Excerpt provided.
┄┄┄┄┄┄┄┄┄┄┄┄┄┄┄┄┄┄┄┄

Creating a processing set

When you create a processing set, you are specifying the settings that the processing engine uses to process data.

To create a processing set:

  1. Navigate to the Processing tab and then click the Processing Sets tab.
  2. Click the New Processing Set button to display the Processing Set layout.
  3. Complete the fields on the Processing Set layout. See Fields.
  4. Click Save.
  5. Add as many Processing Data Sources to the set as you need. See Adding a processing data source.

Note: The frequency with which the processing set console refreshes is determined by the ProcessingSetStatusUpdateInterval entry in the Instance setting table. The default value for this is 5 seconds. 5 seconds is also the minimum value.

Processing Set Fields

To create a processing set, complete the following fields:

  • Name - the name of the set.
  • Processing profile - select any of the profiles you created in the Processing Profiles tab. If you haven't created a profile, you can select the Default profile or click Add to create a new one. If there is only one profile in the workspace, that profile is automatically populated here. See Processing profiles.
  • Email notification recipients - the email addresses of those whom you want to receive notifications while the processing set is in progress. Relativity sends an email to notify the recipient of the following:
    • Inventory
      • Successful inventory completed
      • Inventory completed with errors
      • First discovery job-level error
      • Inventory error during job submission
    • Discovery
      • Successful discovery completed
      • Discovery completed with errors
      • First discovery job-level error
      • File discovery error during job submission
    • Retry - discovery
      • First discovery retry job-level error
      • Discovery retry error during job submission
    • Publish
      • Successful publish completed
      • Publish complete with errors
      • First publish job-level error
      • Publish error during job submission
    • Retry - publish
      • First publish retry job-level error
      • Publish retry error during job submission

Note: Email notifications are sent per the completion of processing sets, not data sources. This ensures that a recipient doesn't receive excessive emails. The exception to this is job-level errors. If all data sources encounter a job-level error, then Relativity sends an email per data source.

After you save the processing set, the layout is updated to include the process set status display. The display remains blank until you start either inventory or file discovery from the console. The console remains disabled until you add at least one data source to the set.

(Click to expand)

The Processing Set Status section of the set layout provides data and visual cues that you can use to measure progress throughout the life of the processing set. This display and the information in the status section refresh automatically every five seconds to reflect changes in the job.

Adding a data source

A Processing Data Source is an object you associate with a processing set in order to specify the source path of the files you intend to inventory, discover, and publish, as well as the custodian who facilitates that data and other settings.

Note: You have the option of using Relativity Integration Points (RIP) to import a list of custodians from Active Directory into the Data Sources object. Doing this would give you an evergreen catalog of custodians to pick from when preparing to run a processing job. For more information, see Relativity Integration Points.

You can add multiple data sources to a single processing set, which means that you can process data for multiple custodians through a single set. There is no limit to the number of data sources you can add to a set; however, most sets contain ten or fewer.

Note: If you have multiple data sources attached to a single processing set, Relativity starts the second source as soon as the first source reaches the DeDuplication and Document ID generation stage. Previously, Relativity waited until the entire source was published before starting the next one.

To add a data source:

  1. Create and save a new processing set, or navigate into an existing set. See Creating a processing set.

┄┄┄┄┄┄┄┄┄┄┄┄┄┄┄┄┄┄┄┄

Data section.

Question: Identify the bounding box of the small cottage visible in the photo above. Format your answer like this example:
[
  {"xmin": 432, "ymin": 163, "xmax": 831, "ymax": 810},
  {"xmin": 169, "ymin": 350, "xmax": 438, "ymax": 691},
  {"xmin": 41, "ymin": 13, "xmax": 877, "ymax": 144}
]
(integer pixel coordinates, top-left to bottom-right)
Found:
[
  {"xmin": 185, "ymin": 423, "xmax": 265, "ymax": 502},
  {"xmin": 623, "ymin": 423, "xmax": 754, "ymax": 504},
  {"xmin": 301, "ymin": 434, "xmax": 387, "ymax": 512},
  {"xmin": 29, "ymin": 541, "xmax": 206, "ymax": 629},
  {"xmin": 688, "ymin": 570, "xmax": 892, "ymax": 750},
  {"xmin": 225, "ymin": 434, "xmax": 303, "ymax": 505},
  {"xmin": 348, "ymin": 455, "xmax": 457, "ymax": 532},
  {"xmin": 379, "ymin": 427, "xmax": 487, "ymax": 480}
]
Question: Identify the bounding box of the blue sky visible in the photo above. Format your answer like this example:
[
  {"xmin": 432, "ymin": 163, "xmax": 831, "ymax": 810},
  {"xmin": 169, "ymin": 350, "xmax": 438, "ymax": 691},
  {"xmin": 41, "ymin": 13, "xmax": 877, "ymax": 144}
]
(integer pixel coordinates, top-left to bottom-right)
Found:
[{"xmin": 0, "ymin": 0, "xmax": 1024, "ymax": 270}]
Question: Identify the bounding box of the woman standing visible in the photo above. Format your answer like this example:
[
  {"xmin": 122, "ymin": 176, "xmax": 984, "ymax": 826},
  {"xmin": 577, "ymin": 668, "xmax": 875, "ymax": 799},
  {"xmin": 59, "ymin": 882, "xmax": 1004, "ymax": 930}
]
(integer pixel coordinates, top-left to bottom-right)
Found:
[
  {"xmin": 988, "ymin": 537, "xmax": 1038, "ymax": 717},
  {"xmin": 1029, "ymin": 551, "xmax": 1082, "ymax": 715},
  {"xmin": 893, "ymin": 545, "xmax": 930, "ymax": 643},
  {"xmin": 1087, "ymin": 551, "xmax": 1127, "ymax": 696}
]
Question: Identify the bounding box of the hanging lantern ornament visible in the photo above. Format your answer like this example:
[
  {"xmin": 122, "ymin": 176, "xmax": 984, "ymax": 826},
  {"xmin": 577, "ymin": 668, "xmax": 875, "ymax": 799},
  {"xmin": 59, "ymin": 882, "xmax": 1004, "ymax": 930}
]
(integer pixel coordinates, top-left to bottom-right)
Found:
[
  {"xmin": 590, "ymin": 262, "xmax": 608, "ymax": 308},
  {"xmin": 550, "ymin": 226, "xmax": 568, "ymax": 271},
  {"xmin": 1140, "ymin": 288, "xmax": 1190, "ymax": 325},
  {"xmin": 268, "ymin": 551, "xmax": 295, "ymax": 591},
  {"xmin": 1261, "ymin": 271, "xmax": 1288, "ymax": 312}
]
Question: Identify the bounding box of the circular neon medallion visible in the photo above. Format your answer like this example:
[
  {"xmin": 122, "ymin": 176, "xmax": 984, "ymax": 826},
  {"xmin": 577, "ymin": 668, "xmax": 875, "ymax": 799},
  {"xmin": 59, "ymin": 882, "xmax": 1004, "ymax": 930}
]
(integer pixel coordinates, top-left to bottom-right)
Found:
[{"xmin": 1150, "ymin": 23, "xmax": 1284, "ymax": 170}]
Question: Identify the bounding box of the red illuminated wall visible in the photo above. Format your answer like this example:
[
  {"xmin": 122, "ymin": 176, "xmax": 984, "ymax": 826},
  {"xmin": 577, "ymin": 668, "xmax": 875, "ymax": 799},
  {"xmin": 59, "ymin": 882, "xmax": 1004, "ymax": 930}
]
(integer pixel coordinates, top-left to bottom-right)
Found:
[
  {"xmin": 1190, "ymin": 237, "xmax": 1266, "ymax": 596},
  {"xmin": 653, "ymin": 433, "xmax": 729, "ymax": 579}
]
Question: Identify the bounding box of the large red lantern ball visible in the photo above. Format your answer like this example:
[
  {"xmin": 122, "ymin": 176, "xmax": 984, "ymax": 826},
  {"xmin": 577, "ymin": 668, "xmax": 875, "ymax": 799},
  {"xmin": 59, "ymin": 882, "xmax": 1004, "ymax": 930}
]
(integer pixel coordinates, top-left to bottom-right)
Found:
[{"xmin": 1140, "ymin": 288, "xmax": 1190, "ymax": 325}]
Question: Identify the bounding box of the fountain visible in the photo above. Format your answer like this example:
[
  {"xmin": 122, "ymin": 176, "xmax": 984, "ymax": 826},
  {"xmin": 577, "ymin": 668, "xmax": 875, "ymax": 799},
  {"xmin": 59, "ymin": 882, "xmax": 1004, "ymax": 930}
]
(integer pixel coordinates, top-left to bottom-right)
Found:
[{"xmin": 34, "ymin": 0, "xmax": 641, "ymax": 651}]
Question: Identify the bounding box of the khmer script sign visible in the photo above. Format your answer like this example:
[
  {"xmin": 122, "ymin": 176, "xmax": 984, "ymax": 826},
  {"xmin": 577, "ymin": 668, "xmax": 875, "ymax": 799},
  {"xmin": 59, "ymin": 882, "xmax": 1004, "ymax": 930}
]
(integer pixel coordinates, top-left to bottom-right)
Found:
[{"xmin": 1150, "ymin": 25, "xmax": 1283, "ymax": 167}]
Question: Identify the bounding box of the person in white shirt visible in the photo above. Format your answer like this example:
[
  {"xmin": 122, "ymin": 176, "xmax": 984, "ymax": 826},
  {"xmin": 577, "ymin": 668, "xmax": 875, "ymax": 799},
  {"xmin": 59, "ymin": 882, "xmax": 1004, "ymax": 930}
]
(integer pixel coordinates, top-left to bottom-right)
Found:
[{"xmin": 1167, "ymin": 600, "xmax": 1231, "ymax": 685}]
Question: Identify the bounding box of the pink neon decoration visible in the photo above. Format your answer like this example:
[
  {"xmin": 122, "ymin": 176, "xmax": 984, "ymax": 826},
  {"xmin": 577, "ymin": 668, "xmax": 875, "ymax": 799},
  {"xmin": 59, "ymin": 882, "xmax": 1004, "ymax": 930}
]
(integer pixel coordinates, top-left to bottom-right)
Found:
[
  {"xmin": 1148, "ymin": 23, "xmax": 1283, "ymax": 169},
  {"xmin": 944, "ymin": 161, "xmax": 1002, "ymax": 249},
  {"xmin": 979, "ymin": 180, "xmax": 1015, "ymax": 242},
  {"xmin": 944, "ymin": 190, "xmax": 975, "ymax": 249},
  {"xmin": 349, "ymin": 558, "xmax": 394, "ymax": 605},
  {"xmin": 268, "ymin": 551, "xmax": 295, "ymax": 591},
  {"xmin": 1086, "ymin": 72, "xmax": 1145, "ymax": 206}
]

┄┄┄┄┄┄┄┄┄┄┄┄┄┄┄┄┄┄┄┄

To be done.
• 1. In the processing set documentation, what is the default refresh interval for the processing set console?
• 2. Repeat everything in the processing set documentation from "To create a processing set, complete" down to "See Processing profiles.".
• 3. Write the next part of the processing set documentation, picking up after its final line.

Answer set.
• 1. The default is 5 seconds, which is also the minimum value.

• 2.
To create a processing set, complete the following fields:

  • Name - the name of the set.
  • Processing profile - select any of the profiles you created in the Processing Profiles tab. If you haven't created a profile, you can select the Default profile or click Add to create a new one. If there is only one profile in the workspace, that profile is automatically populated here. See Processing profiles.

• 3.
  2. On the Processing Data Source object of the processing set click New.
    (Click to expand)

  3. Complete the fields on the Add Processing Data Source layout. See Fields.
  4. Click Save. When you save the data source, it becomes associated with the processing set and the console on the right side is enabled for inventory and file discovery.

For details on what information is displayed in the data source view while the processing set is running, see Processing Data Source view.

Note: If you add, edit, or delete a data source associated with a processing set that has already been inventoried but not yet discovered, you must run inventory again on that processing set. You can't add or delete a data source to or from a processing set that has already been discovered or if there's already a job in the processing queue for the processing set.

Data Source Fields

To add a data source, complete the following fields:

    • Source path - the location of the data you want to process. Click Browse to select the path. The source path you select controls the folder tree below. The folder tree displays an icon for each file or folder within the source path. You can specify source paths in the resource pool under the Processing Source Location object. Click Save after you select a folder or file in this field. For processing and imaging data sets containing CAD files, you can configure the timeout value in the AppSettings table. See AppSettings table.

      • The processing engine processes all the files located in the folder you select as your source as one job. This includes, for example, a case in which you place five different .PSTs from one custodian in a single folder.
      • You can specify source paths in the resource pool under the Processing Source Location object. The Relativity Service Account must have read access to the processing source locations on the resource pool.
      • Depending on the case sensitivity of your network file system, the source location that you add through the resource pool may be case sensitive and might have to match the actual source path exactly. For example, if the name of the file share folder is \\files\SambaShare\Samba, you must enter this exactly and not as “\\files\SambaShare\samba” or “\\files\sambashare\Samba”, or any other variation of the actual name. Doing so will result in a document-level processing error stating, “The system cannot find the file specified.”
      • If you process files from source locations contained in a drive that you've attach to your computer, you can detach those original source locations without issue after the processing set is finished. This is because Relativity copies the files from the source locations to the Relativity file repository. For a graphical representation of how this works, see Copying natives during processing.

      Note: If Windows can't parse the path for the files you want to process, Relativity won't be able to read that path. Because of this, it's recommended that you pull documents out of subfolders that are nested in deep layers, so that they're not hidden.

    • Custodian - the owner of the processed data. When you select a custodian with a specified prefix, the default document numbering prefix field changes to reflect the custodian's prefix. Thus, the prefix from the custodian takes precedence over the prefix on the profile.
      • When you open the Add Entity window, the last accessed entity layout is selected by default in the layout drop-down. For example, if you last created an entity with a Collections layout, that layout is selected here, even though you've accessed this window through the processing data source. To create a new custodian with processing-relevant fields, select the Processing Entity layout from the drop-down.
      • Type

        • Person - the individual acting as entity of the data you wish to process.
        • Other - the entity of the data you wish to process that isn't an individual but is, for example, just a company name. You can also select this if you wish to enter an individual's full name without having that name include a comma once you export the data associated with it. Selecting this changes the Entity layout to remove the required First Name and Last Name fields and instead presents a required Full Name field.
      • First Name - the first name of the entity. This field is only available if you've set the Type above to Person.
      • Last Name - the last name of the entity. This field is only available if you've set the Type above to Person.
      • Full Name - the full name of the entity of the data you wish to process. This field is only available if you've set the Type above to Other. When you enter the full name of an entity, that name doesn't contain a comma when you export the data associated with it.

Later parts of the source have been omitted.